SET EXERCISE: From the text below on converting species records to spatial points, reproduce word for word the part that begins at "Simple feature collection" and stops after "(Melithrept… (146.9424 -43.48602)".

SELECTED TEXT:

Since we’re going to be performing a few spatial operations to assign species to hexagons, let’s convert the species_occ dataframe into a simple features (sf) object, with latitude and longitude columns represented as points in a geometry column named occ_geometry.

species_occ_sf <- species_occ |>
  st_as_sf(coords = c("decimalLongitude", "decimalLatitude"), 
           crs = 4326) |> 
  st_set_geometry("occ_geometry")

head(species_occ_sf)
Simple feature collection with 6 features and 2 fields
Geometry type: POINT
Dimension:     XY
Bounding box:  xmin: 146.1362 ymin: -43.59761 xmax: 147.1435 ymax: -43.48602
Geodetic CRS:  WGS 84
# A tibble: 6 × 3
  species                    scientificName                    occ_geometry
  <chr>                      <chr>                              <POINT [°]>
1 Melithreptus validirostris Melithreptus (Eidopsarus… (146.8627 -43.59761)
2 Melithreptus validirostris Melithreptus (Eidopsarus… (146.8627 -43.59761)
3 Melithreptus validirostris Melithreptus (Eidopsarus… (146.1362 -43.50299)
4 Melithreptus affinis       Melithreptus (Melithrept… (147.1435 -43.49038)
5 Melithreptus affinis       Melithreptus (Melithrept… (146.9424 -43.48602)

RECORD EXCERPTS:

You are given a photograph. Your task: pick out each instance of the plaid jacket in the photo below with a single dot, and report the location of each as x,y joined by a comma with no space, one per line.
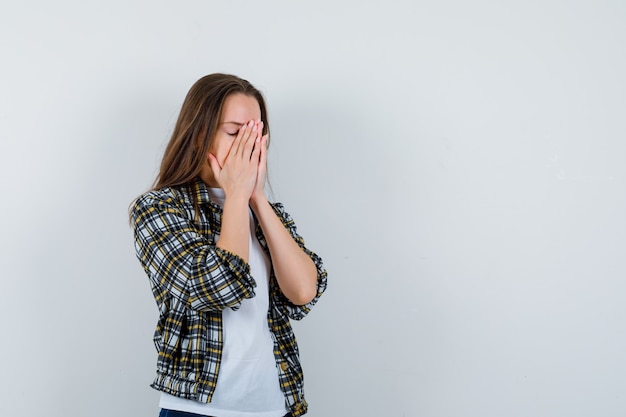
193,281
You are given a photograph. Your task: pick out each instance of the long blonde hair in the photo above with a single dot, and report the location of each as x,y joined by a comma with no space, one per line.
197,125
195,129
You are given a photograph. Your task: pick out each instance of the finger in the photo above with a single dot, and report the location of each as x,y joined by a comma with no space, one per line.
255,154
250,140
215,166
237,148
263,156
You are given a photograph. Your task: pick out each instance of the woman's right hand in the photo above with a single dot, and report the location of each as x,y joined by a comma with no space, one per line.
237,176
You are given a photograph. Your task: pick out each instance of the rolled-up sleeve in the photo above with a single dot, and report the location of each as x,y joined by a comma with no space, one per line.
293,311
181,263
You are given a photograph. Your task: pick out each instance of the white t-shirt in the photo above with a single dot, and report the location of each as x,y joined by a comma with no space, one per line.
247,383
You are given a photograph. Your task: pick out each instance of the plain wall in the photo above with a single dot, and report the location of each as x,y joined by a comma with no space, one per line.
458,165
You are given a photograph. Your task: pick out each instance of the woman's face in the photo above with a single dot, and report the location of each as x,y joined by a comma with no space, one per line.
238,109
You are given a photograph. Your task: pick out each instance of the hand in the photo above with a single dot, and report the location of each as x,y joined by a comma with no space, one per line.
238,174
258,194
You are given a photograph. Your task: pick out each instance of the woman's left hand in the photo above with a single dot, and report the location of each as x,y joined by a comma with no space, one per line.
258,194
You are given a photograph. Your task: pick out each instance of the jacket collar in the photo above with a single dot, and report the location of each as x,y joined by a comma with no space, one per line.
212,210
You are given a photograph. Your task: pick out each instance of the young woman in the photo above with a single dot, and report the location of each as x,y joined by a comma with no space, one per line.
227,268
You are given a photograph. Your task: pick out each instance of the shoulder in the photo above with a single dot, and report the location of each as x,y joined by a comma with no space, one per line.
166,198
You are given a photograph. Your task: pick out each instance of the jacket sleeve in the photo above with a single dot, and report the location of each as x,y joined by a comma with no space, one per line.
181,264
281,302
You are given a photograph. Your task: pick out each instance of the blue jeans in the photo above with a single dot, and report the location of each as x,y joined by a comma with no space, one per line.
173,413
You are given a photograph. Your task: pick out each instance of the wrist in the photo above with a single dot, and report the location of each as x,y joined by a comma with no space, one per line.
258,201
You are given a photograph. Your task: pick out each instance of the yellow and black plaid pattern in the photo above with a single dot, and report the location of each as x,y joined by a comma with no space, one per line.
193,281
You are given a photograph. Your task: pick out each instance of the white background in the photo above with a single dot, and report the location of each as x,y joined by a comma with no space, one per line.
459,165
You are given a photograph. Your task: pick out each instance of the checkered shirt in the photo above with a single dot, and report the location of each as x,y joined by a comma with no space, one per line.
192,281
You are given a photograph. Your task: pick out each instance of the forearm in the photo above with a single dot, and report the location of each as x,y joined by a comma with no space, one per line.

...

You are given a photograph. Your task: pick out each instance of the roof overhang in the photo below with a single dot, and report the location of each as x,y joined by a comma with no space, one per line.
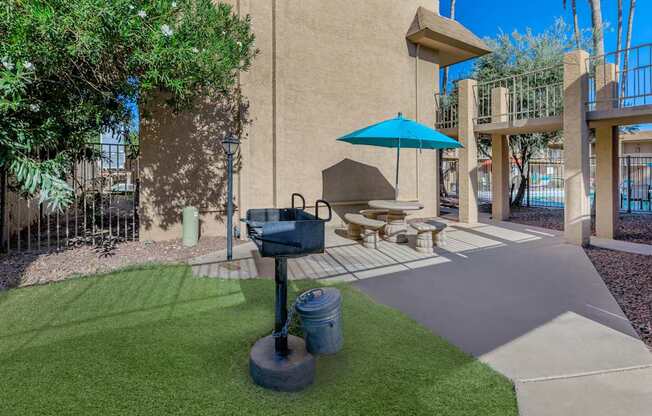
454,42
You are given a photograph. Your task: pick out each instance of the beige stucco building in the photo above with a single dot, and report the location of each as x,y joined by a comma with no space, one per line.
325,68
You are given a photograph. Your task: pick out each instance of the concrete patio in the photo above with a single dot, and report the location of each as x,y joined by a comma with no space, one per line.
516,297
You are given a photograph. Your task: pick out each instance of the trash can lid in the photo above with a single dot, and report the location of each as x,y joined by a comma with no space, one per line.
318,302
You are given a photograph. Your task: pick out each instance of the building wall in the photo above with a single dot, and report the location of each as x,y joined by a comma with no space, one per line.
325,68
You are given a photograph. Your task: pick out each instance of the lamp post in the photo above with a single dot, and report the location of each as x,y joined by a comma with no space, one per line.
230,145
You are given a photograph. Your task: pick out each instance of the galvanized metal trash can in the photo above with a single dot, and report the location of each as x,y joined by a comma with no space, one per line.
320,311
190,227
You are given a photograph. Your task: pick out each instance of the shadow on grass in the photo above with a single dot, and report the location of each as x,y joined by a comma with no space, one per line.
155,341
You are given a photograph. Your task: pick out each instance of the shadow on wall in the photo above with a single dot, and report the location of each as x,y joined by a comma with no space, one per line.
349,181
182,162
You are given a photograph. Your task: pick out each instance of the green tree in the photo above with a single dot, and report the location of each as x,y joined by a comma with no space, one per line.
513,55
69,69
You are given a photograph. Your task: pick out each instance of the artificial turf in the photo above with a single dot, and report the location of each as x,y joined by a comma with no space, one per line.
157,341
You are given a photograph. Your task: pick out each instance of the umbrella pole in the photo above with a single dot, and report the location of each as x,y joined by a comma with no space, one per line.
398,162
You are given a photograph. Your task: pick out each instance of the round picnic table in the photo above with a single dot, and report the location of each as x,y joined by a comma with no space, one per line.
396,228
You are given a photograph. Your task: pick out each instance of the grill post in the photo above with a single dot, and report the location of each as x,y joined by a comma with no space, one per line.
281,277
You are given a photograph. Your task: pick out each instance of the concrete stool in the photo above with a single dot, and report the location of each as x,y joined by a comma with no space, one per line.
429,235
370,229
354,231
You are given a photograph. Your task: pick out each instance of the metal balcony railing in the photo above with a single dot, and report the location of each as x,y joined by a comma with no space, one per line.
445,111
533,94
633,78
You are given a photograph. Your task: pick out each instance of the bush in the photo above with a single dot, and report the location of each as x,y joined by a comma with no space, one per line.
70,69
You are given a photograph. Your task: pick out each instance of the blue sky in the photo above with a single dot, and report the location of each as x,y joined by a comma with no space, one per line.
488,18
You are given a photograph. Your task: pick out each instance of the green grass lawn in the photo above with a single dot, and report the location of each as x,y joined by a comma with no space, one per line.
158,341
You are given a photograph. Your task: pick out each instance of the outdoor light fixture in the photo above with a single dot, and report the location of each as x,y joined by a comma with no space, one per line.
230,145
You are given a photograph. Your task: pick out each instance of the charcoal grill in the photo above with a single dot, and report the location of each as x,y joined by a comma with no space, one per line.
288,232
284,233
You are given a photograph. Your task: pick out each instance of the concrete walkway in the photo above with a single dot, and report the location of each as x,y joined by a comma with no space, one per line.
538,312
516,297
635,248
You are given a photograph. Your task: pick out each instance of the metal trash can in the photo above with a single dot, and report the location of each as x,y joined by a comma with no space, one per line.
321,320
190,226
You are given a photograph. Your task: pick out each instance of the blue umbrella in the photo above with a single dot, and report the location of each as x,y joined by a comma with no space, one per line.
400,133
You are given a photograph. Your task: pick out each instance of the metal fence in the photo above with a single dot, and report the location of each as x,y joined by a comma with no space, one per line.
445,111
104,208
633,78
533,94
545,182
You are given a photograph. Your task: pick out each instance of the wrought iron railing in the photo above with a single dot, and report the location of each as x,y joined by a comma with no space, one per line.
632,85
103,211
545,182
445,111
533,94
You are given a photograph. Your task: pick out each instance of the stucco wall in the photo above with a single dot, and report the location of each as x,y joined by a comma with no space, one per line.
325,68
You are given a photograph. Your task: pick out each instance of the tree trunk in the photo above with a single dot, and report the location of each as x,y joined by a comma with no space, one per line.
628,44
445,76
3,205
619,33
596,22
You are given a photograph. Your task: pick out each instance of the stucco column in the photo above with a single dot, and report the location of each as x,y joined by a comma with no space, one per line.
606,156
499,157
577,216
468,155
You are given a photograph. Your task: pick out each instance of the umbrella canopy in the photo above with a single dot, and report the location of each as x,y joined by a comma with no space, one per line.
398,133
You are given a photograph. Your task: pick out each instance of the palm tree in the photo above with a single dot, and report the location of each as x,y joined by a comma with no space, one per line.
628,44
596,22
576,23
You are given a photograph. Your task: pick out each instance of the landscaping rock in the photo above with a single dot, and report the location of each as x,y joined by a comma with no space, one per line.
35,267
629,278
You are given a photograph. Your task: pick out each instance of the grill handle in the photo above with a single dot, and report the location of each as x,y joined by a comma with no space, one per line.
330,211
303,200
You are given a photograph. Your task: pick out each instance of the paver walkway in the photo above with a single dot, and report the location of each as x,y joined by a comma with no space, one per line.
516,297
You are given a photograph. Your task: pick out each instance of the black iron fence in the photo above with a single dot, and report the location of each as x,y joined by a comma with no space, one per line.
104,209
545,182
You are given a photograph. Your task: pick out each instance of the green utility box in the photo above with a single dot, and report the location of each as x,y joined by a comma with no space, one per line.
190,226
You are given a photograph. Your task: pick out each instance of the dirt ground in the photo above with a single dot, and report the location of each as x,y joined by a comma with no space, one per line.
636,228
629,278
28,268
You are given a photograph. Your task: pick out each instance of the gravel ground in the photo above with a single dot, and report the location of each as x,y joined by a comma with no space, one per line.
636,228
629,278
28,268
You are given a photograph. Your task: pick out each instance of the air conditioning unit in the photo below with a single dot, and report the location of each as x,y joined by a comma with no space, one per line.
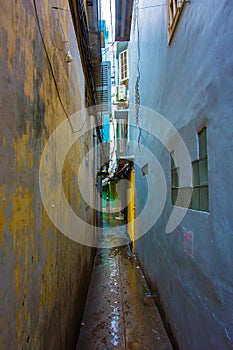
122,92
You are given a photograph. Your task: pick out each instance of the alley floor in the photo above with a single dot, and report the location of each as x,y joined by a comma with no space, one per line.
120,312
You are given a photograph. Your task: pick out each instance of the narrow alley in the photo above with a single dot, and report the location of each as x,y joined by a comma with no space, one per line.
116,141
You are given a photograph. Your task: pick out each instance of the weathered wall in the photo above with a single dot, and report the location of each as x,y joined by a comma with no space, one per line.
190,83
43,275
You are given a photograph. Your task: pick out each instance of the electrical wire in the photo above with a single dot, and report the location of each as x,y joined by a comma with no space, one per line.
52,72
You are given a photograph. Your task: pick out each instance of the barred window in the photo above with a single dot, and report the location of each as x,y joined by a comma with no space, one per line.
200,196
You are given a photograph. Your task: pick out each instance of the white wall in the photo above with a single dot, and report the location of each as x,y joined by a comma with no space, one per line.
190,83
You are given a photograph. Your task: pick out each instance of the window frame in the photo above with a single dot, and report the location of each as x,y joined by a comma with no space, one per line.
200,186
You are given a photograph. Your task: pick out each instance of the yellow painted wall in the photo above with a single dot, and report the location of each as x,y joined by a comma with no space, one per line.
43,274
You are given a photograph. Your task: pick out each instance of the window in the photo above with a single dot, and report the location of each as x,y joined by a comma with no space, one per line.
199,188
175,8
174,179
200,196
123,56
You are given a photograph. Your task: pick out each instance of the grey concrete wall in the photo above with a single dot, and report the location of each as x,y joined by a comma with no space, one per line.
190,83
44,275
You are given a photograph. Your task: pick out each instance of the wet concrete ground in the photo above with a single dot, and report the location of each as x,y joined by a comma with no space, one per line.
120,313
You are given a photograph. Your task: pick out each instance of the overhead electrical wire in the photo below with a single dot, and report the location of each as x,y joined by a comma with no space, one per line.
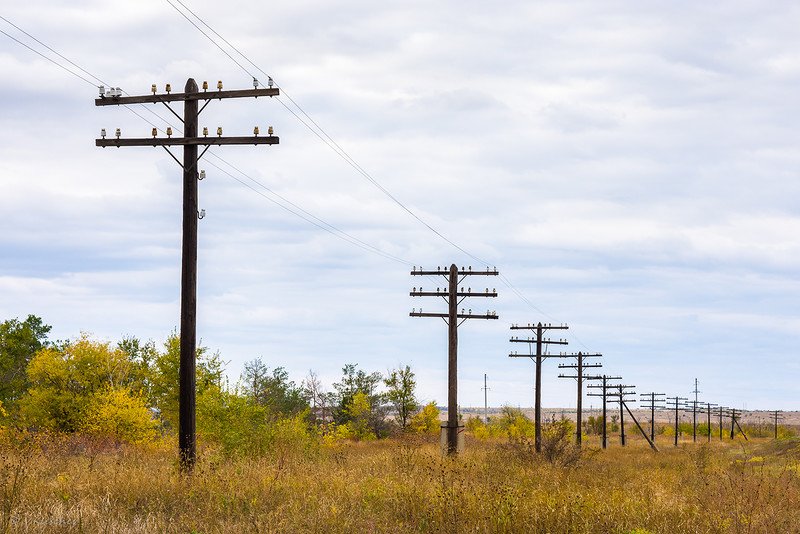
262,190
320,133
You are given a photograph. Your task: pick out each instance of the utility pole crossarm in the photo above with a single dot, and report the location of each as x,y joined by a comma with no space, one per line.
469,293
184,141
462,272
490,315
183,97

==

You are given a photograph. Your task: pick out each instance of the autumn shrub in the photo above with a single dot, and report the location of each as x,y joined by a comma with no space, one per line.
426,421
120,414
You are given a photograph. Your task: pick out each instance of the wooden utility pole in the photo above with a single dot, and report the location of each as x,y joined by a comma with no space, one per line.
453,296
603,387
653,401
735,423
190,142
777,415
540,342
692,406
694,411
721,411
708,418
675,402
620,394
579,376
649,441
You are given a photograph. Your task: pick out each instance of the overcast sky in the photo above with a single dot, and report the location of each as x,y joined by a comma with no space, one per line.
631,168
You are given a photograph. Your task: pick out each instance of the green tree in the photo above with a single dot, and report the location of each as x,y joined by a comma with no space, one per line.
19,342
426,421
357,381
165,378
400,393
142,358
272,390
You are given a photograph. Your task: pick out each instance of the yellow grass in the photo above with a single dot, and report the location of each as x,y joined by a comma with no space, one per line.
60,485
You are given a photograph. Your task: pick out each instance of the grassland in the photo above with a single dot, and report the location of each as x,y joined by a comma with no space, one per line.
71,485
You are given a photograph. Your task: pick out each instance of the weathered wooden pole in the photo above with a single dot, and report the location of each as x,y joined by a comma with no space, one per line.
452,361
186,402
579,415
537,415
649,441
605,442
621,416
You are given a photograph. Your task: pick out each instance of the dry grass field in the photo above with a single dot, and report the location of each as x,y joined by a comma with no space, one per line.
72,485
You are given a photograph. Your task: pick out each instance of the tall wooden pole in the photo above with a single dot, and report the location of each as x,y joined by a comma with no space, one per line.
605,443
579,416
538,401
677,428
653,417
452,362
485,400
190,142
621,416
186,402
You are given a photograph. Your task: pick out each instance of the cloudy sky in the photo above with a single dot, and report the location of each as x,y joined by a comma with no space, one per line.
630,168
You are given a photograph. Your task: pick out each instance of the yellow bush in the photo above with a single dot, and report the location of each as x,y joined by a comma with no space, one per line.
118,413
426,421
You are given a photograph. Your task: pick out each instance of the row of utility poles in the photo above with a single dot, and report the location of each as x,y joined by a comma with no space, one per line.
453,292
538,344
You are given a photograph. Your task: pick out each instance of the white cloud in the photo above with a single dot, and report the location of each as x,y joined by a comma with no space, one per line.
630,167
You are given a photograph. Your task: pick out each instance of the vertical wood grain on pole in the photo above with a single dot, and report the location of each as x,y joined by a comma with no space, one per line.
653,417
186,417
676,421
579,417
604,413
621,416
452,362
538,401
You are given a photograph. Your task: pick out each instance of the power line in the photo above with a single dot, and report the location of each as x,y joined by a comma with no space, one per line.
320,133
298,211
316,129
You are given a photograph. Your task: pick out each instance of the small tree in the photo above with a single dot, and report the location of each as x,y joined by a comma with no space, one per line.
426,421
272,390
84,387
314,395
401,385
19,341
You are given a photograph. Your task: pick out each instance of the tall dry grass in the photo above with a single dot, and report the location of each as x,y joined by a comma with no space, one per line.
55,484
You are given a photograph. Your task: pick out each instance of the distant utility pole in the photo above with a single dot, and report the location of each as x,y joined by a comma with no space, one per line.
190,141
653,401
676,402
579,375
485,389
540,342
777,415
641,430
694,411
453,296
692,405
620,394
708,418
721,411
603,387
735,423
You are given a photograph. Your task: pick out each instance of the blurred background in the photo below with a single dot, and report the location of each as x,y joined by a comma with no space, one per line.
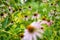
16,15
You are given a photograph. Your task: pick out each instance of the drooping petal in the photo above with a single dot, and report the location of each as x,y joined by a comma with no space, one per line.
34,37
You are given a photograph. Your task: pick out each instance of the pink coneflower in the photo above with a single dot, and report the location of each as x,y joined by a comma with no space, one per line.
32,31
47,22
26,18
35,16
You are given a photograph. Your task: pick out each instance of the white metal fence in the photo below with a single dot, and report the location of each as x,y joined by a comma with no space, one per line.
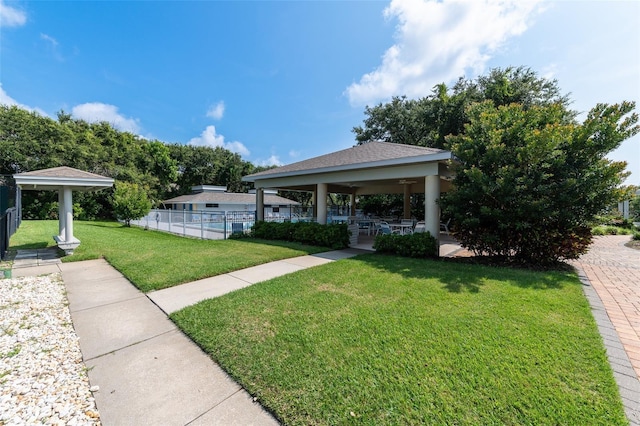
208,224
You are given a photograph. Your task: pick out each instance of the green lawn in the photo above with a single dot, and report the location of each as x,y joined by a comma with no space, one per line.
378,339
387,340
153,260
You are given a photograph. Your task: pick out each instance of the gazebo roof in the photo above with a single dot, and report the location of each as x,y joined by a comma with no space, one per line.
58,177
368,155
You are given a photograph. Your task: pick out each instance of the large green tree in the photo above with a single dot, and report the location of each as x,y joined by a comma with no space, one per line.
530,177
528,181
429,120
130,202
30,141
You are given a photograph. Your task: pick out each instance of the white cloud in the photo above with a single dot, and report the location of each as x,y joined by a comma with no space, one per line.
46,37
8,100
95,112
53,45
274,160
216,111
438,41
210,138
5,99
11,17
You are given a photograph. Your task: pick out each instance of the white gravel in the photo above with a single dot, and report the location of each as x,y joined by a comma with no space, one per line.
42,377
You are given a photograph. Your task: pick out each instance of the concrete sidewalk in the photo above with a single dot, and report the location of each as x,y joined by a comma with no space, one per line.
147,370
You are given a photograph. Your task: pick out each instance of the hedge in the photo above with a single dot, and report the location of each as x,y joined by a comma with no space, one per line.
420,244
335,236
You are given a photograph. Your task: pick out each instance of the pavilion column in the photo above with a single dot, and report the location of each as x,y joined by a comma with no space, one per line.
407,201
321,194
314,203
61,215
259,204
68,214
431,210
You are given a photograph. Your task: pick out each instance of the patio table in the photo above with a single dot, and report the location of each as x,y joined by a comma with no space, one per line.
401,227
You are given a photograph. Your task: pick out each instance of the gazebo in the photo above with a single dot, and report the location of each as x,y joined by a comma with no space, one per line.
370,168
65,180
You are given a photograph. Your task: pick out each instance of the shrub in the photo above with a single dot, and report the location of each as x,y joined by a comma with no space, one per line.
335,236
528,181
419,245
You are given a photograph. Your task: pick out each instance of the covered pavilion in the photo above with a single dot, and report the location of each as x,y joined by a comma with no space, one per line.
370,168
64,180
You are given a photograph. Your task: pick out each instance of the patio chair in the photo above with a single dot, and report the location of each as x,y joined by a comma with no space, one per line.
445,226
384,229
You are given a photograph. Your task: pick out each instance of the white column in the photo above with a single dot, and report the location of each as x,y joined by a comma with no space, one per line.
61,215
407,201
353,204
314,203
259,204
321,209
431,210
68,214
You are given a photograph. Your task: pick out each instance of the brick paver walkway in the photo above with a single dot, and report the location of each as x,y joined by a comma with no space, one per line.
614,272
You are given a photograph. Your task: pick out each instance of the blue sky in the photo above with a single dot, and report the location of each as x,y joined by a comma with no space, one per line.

TASK OUTPUT:
Simple feature collection with 6 features and 2 fields
Geometry type: POINT
Dimension:     XY
Bounding box:  xmin: 146.1362 ymin: -43.59761 xmax: 147.1435 ymax: -43.48602
Geodetic CRS:  WGS 84
# A tibble: 6 × 3
  species                    scientificName                    occ_geometry
  <chr>                      <chr>                              <POINT [°]>
1 Melithreptus validirostris Melithreptus (Eidopsarus… (146.8627 -43.59761)
2 Melithreptus validirostris Melithreptus (Eidopsarus… (146.8627 -43.59761)
3 Melithreptus validirostris Melithreptus (Eidopsarus… (146.1362 -43.50299)
4 Melithreptus affinis       Melithreptus (Melithrept… (147.1435 -43.49038)
5 Melithreptus affinis       Melithreptus (Melithrept… (146.9424 -43.48602)